■ CONSIGNA A ■
Reproduzca las entradas desde la primera línea hasta la que contiene "(1028, 265)", ambas incluidas, junto con sus indicaciones, y añada 90 a cada número de las coordenadas de las respuestas.

■ TEXTO MOSTRADO ■
La vida espiritual del cristiano es trinitaria; se la puede comparar a un banco, propiedad del Padre; Jesucristo con su muerte y resurrección abre una cuenta a todos los hombres, y el Espíritu Santo es el cajero que distribuye las gracias divinas. Coincido con santa Luisa de Marillac cuando advirtió a las Hijas de la Caridad que la vida espiritual verdadera es cumplir la voluntad de Dios: «Las almas verdaderamente pobres y deseosas de servir a Dios deben tener gran confianza en que al venir a ellas el Espíritu Santo y no encontrar resistencia alguna, las pondrá en disposición conveniente para hacer la santísima voluntad de Dios, que debe ser su único deseo» (E 87), como lo es alcanzar la santidad, pues cumplir la voluntad de Dios y encontrar la santidad es lo mismo, como lo había leído en Benito de Canfield a través de Bérulle, se lo había enseñado san Vicente y ella se lo había aconsejado a sus hijas[1].
La vida espiritual tiene en cuenta no solo a Dios Padre y a Dios Hijo también a Dios Espíritu Santo. En la última cena Jesús dijo a los apóstoles que el Espíritu Santo asumiría su relevo en la salvación de los hombres: «Cuando venga él, el Espíritu de la verdad, os guiará hasta la verdad completa; pues no hablará por su cuenta, sino que os dirá lo que oiga y os explicará lo que ha de venir» (Jn 16, 13s). La misión del Espíritu Santo en el hombre es iluminar la mente sobre el bien y el mal y animar a la voluntad a hacer lo bueno. Nosotros colaboramos si no le ponemos resistencia.
Santa Luisa sigue diciendo que “para estar en estado de no-resistencia, es preciso estar, como los Apóstoles, enteramente desprendidos de toda criatura, y de Dios mismo en cuanto a los sentidos, puesto que el mismo Hijo de Dios, que los preparó para recibir al Espíritu Santo, los puso en ese estado privándolos de su santa y divina presencia con su Ascensión. Y al bajar el Espíritu Santo a las almas así dispuestas, el ardor de su amor consumirá todos los obstáculos a las operaciones divinas, establecerá en ellas las leyes de la santa caridad y les dará fortaleza para obrar por encima del poder humano, con tal de que esas almas estén desprendidas de lo terreno”. A las Hijas de la Caridad, mujeres que andan por la calle y las habitaciones de los enfermos (SV. IX, 750s), el Espíritu Santo les inspira en cada momento qué desprendimiento de acuerdo con su carisma.

■ MATERIAL DE ENTRADA ■
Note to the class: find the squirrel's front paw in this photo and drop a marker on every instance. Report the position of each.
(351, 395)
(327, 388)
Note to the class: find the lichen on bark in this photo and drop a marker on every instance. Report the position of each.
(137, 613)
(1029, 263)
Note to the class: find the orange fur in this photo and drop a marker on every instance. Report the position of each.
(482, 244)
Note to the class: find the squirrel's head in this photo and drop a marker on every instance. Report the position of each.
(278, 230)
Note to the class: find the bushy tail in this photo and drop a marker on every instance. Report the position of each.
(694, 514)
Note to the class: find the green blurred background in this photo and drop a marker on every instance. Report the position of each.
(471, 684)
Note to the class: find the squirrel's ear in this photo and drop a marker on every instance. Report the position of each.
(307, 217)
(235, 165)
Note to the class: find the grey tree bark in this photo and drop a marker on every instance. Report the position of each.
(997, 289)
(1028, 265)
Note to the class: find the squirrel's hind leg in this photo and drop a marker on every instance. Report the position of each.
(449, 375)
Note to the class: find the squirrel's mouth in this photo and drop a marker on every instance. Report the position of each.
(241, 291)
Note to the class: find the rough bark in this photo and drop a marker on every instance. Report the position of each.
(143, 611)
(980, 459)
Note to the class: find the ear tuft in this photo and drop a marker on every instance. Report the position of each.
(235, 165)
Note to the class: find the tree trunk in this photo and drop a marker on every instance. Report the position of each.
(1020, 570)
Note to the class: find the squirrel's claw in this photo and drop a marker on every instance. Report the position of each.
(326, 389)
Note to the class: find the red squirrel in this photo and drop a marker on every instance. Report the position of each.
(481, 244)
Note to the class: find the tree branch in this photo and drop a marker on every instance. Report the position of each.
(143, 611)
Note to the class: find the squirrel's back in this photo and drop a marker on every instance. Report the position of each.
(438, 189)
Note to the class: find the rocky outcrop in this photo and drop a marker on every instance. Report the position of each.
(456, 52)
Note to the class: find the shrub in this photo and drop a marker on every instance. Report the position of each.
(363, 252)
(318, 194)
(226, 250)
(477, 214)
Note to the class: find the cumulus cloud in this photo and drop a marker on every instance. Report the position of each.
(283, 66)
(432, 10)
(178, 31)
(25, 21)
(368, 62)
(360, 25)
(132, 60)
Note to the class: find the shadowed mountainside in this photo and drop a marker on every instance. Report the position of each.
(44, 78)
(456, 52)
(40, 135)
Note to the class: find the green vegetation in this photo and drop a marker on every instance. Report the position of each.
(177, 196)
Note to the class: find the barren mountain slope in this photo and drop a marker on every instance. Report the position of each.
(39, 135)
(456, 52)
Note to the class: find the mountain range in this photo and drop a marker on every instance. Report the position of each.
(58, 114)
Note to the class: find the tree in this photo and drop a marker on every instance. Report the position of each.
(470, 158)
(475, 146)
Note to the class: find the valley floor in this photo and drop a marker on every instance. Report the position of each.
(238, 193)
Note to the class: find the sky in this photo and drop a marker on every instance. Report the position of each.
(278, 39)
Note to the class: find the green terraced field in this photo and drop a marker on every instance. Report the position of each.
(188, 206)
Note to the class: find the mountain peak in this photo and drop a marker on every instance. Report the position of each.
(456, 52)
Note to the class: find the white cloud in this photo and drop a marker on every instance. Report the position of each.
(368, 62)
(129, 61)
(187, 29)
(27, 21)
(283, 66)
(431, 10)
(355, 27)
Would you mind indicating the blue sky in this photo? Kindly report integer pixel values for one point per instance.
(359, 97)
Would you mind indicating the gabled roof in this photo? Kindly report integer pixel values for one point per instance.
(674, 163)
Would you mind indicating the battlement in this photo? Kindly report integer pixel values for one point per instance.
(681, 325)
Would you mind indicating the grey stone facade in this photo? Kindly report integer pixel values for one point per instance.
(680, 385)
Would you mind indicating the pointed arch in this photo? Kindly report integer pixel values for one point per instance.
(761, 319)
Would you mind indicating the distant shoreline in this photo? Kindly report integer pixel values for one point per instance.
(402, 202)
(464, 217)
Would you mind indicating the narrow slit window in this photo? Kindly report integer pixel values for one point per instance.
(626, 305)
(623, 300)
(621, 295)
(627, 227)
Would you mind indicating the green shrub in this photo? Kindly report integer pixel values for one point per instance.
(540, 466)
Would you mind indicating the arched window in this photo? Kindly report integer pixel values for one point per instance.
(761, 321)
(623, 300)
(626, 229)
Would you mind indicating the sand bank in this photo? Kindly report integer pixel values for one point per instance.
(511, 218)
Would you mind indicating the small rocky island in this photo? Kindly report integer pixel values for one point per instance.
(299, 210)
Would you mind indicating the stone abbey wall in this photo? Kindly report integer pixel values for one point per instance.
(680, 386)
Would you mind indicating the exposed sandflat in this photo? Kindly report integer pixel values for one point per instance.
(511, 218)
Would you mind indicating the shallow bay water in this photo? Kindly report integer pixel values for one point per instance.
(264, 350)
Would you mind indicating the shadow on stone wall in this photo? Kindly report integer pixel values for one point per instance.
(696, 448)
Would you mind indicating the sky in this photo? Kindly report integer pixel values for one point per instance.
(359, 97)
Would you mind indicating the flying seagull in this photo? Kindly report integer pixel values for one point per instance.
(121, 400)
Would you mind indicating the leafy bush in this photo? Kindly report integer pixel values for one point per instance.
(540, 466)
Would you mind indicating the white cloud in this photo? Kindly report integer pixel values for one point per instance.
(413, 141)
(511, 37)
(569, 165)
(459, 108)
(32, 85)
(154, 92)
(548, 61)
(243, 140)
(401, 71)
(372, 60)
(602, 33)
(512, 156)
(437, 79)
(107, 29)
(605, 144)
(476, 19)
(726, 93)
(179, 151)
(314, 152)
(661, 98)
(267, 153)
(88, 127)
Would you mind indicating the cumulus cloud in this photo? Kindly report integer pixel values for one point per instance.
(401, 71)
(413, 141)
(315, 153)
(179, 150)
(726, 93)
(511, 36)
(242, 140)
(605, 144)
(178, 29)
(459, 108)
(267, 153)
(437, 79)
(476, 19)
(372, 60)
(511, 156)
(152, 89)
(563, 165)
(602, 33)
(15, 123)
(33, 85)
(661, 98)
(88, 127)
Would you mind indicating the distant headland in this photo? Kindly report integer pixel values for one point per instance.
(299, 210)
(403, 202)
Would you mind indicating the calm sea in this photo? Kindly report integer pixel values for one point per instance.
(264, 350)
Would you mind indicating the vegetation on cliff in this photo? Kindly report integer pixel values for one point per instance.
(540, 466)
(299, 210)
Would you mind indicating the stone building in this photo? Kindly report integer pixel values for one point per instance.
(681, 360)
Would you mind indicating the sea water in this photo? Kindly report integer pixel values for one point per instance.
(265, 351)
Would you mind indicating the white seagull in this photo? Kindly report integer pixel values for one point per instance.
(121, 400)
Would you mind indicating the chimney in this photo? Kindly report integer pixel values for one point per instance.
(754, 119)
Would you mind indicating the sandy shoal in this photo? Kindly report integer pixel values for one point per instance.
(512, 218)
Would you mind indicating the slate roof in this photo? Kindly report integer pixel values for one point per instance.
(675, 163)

■ CONSIGNA B ■
Extienda el texto sobre la vida espiritual según santa Luisa de Marillac a partir de su última oración.

■ RESPUESTA ESPERADA A ■
Note to the class: find the squirrel's front paw in this photo and drop a marker on every instance. Report the position of each.
(441, 485)
(417, 478)
Note to the class: find the lichen on bark in this photo and drop a marker on every instance. Report the position of each.
(227, 703)
(1119, 353)
Note to the class: find the orange fur in this photo and drop a marker on every instance. Report the position of each.
(572, 334)
Note to the class: find the squirrel's head in this photo and drop a marker on every instance. Report the position of each.
(368, 320)
Note to the class: find the bushy tail in this photo and drop a marker on every instance. Report the position of each.
(784, 604)
Note to the class: find the green blurred background in this photo and drop a marker on every instance. Report the position of each.
(561, 774)
Note to the class: find the squirrel's ear in this photo and drop a marker on every instance. Report the position of each.
(397, 307)
(325, 255)
Note to the class: find the grey tree bark in this photo and drop a marker on every instance. Report the position of each.
(1087, 379)
(1118, 355)

■ RESPUESTA ESPERADA B ■
El Espíritu Santo le descubrió a santa Luisa que quería que fuese a él a través de la cruz y que esta no la dejaría ni un día desde su nacimiento (E 19). Dominada por la espiritualidad nórdica confiesa su impotencia hasta el anonadamiento y el desprendimiento de toda criatura. Dos ideas fáciles de llevar a la exageración. Dios resiste a los soberbios y da su gracia a los humildes (1P 5, 5), pero sin rebajarnos de tal manera que nos sintamos incapaces de hacer nada bueno. Esto no es la humildad que forma parte del espíritu de la Hija de la Caridad. A la verdadera humildad únicamente se le pide que lleve al hombre humilde a reconocer y a confesar que es pecador y débil, que es hombre y no es Dios, y sin Dios nada puede.
En cuanto al desprendimiento total, al siglo XXI le repugna la mentalidad del siglo XVII que rechazaba como malo todo afecto a lo material y había que desprenderse de todo lo referente a los sentidos, hasta del mismo Dios en cuanto a los sentidos, escribe la santa Luisa. El dualismo maniqueo y el anti-pelagianismo del siglo V, habían llegado al siglo de santa Luisa a través de las ideas pesimistas de san Agustín sobre el ser humano. Pero ¿es posible un desprendimiento total? ¿Es oponerse al Espíritu Santo sentir el placer al comer, escuchar música o contemplar la belleza? Para no poner resistencia a las inspiraciones del Espíritu Santo, ¿debemos alejarnos de todo lo que nos causa placer sensible aquí en la tierra y que es instinto innato a todos los hombres?
Un principio intocable es que la vida espiritual es obra de las personas y del Espíritu Santo, pero con funciones distintas. El Espíritu Santo es quien va indicando a cada persona lo que es bueno y es malo y le da fuerza para hacer la voluntad de Dios. Hay que desprenderse de todo aquello que causa injusticia a los demás, o los humilla o margina o daña; y hay que dominar el orgullo, la avaricia, la soberbia y tantas cosas que nos llevan a pasar por encima de los que encontramos en el camino sin tener en cuenta su dignidad y sus derechos. Controlar las apetencias es indispensable para que la persona humana alcance su madurez sicológica, y no desespere ante los sinsabores que produce la vida cotidiana. El Espíritu Santo a través de las Constituciones dice a las Hermanas que aceptar las condiciones de su vida las libera para la Misión. Y por medio de santa Luisa, insiste en que la vida de comunidad con el choque irremediable entre caracteres distintos y a veces difíciles, sin desprendimiento es imposible aguantarse unas a otras. Las Hijas de la Caridad admiten la ascesis como una exigencia del amor, a imitación de Jesús crucificado, que las acerca a los que sufren (Est. 82; C 2. 13).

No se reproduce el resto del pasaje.